- **AVAILABLE DATA**:
## Begin

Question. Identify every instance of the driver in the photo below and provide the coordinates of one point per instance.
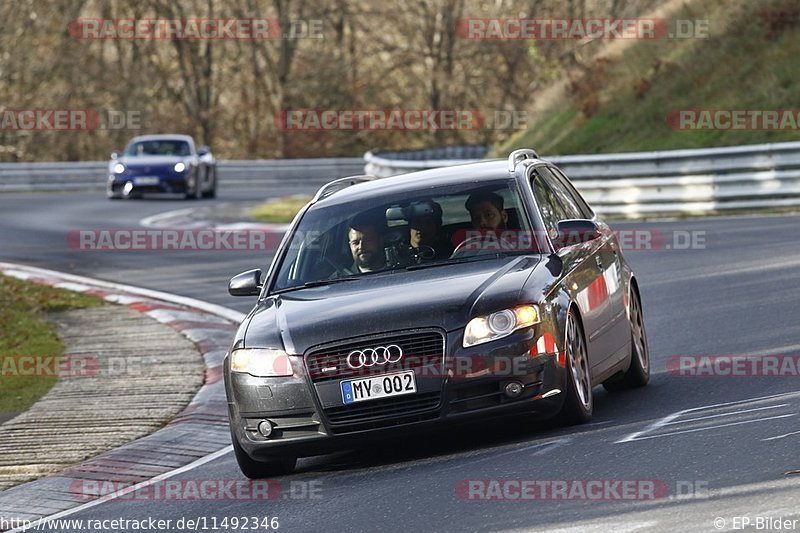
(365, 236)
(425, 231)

## End
## Begin

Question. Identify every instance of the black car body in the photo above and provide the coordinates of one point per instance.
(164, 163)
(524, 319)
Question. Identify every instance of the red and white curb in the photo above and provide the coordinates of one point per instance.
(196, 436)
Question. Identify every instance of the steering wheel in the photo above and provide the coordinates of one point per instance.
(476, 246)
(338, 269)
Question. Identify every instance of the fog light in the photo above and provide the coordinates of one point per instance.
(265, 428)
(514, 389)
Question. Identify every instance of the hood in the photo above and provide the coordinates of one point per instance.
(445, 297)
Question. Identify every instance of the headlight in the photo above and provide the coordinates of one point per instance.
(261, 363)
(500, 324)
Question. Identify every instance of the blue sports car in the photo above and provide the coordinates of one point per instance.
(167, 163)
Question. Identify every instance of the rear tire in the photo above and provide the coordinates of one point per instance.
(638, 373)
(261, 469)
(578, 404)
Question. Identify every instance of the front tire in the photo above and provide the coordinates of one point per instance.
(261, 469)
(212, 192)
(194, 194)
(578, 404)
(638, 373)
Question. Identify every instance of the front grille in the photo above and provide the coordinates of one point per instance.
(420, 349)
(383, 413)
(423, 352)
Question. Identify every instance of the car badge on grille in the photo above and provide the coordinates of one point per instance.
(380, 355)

## End

- **EXERCISE**:
Report every line of the items above that contains the string "grille". Match case exactly.

- **RESULT**:
Question. Identify every instance of the front grille in the photo above and provide the coordinates of one point per instance.
Question. Identify every instance of the car badge on grille in the photo above and provide the coordinates of one point per instance.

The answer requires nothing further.